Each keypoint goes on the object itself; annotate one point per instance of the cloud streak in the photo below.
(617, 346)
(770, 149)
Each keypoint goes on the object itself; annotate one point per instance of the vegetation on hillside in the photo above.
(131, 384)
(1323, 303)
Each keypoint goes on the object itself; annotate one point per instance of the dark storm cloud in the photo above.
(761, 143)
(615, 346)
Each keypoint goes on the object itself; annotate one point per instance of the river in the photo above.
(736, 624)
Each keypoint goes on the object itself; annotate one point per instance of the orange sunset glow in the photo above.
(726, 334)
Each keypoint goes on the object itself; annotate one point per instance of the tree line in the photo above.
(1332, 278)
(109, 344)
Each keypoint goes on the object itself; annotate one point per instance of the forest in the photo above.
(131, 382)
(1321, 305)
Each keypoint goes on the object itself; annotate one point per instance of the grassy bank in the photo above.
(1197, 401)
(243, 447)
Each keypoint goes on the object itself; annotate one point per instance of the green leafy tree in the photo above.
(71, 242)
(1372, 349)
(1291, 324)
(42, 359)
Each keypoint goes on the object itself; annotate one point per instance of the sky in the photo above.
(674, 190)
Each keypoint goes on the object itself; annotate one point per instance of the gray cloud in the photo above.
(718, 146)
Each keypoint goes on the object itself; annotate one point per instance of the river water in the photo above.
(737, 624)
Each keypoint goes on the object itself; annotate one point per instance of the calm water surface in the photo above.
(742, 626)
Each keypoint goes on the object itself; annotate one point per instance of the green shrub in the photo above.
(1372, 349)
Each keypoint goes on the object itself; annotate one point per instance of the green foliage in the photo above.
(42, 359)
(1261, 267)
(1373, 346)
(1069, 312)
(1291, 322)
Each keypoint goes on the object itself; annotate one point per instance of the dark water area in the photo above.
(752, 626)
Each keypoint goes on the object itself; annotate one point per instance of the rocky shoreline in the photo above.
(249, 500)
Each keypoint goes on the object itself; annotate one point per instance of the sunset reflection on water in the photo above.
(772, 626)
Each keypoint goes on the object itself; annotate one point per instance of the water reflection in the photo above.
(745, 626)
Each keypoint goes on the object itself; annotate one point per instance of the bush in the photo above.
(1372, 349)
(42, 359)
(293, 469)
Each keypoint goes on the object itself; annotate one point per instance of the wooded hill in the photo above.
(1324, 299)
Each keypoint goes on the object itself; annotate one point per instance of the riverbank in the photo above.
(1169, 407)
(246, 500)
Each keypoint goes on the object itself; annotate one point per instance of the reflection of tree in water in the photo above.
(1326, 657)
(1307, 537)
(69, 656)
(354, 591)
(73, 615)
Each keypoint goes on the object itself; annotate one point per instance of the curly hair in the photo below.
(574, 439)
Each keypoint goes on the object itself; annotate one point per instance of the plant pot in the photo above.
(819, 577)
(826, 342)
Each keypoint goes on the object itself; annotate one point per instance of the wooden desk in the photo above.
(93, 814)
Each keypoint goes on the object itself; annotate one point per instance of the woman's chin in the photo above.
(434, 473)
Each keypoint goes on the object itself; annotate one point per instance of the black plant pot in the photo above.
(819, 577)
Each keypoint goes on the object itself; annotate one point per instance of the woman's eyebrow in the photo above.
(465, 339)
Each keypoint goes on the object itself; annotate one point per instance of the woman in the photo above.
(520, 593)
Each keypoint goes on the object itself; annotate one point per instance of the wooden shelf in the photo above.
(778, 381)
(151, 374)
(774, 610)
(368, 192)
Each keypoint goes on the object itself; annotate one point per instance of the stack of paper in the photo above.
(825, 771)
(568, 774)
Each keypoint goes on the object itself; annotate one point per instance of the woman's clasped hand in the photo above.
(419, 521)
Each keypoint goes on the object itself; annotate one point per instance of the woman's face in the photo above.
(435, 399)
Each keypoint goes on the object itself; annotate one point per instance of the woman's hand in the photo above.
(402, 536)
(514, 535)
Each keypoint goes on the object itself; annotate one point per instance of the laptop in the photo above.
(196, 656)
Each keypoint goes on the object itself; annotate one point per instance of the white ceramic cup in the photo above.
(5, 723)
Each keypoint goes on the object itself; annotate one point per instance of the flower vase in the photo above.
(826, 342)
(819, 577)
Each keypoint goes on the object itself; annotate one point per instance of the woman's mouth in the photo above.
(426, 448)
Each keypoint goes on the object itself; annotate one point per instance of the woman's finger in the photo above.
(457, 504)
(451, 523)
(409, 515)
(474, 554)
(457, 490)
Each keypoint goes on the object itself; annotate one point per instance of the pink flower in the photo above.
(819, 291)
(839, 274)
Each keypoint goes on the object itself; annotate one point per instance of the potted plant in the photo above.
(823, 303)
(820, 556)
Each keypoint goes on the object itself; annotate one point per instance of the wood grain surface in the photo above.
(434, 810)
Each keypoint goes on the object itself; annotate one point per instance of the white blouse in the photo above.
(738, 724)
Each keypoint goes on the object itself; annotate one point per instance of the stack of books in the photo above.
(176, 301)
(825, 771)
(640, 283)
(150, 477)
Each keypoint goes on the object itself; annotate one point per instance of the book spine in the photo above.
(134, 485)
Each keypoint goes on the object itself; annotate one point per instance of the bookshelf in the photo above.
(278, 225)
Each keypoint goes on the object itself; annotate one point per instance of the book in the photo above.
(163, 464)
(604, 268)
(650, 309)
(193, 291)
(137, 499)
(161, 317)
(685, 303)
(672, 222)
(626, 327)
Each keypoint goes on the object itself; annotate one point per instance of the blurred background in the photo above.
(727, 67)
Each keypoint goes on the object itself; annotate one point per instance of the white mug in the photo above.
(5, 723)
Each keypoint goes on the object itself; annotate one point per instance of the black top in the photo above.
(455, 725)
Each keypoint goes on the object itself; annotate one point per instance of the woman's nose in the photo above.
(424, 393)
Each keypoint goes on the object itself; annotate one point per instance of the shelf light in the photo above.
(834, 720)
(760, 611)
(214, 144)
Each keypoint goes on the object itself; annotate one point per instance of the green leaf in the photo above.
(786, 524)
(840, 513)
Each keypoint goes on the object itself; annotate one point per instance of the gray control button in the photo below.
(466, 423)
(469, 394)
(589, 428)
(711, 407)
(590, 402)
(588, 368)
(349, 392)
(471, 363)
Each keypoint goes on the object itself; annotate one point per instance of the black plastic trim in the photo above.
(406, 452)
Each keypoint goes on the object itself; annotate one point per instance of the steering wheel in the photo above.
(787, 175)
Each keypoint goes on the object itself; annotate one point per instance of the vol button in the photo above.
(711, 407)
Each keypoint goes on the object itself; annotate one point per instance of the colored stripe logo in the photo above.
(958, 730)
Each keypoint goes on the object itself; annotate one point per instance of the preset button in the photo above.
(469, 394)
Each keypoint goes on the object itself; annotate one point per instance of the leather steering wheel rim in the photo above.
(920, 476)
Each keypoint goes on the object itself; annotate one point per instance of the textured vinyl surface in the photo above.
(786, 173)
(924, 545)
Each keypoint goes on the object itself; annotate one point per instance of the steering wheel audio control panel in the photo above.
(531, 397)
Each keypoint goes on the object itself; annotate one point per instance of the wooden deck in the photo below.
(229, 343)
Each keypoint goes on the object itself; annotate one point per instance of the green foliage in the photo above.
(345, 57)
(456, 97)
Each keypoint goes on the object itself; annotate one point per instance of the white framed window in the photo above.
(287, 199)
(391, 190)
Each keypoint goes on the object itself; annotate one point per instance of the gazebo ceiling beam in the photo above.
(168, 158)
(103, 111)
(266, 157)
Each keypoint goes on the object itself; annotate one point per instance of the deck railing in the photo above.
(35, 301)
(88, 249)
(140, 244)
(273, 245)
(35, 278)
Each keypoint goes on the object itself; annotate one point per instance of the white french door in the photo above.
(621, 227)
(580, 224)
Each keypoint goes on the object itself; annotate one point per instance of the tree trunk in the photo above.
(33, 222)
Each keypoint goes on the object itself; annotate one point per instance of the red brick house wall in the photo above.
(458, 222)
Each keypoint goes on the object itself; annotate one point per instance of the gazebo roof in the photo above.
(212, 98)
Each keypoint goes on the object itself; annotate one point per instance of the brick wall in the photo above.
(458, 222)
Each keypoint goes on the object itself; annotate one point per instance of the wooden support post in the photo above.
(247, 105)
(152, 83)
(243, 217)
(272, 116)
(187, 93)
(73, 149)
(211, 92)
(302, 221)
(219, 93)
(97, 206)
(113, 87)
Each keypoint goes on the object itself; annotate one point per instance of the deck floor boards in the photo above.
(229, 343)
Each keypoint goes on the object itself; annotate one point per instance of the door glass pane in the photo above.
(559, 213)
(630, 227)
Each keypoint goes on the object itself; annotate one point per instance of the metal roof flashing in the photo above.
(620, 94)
+++
- [WHAT IS EXPECTED]:
At the line with "flashing in the photo above.", start returning lines exactly, and stop after the final line of the listing.

- [RESPONSE BOX]:
Each keypoint goes on the object itself; annotate one point per instance of the metal roof flashing in the photo above.
(620, 94)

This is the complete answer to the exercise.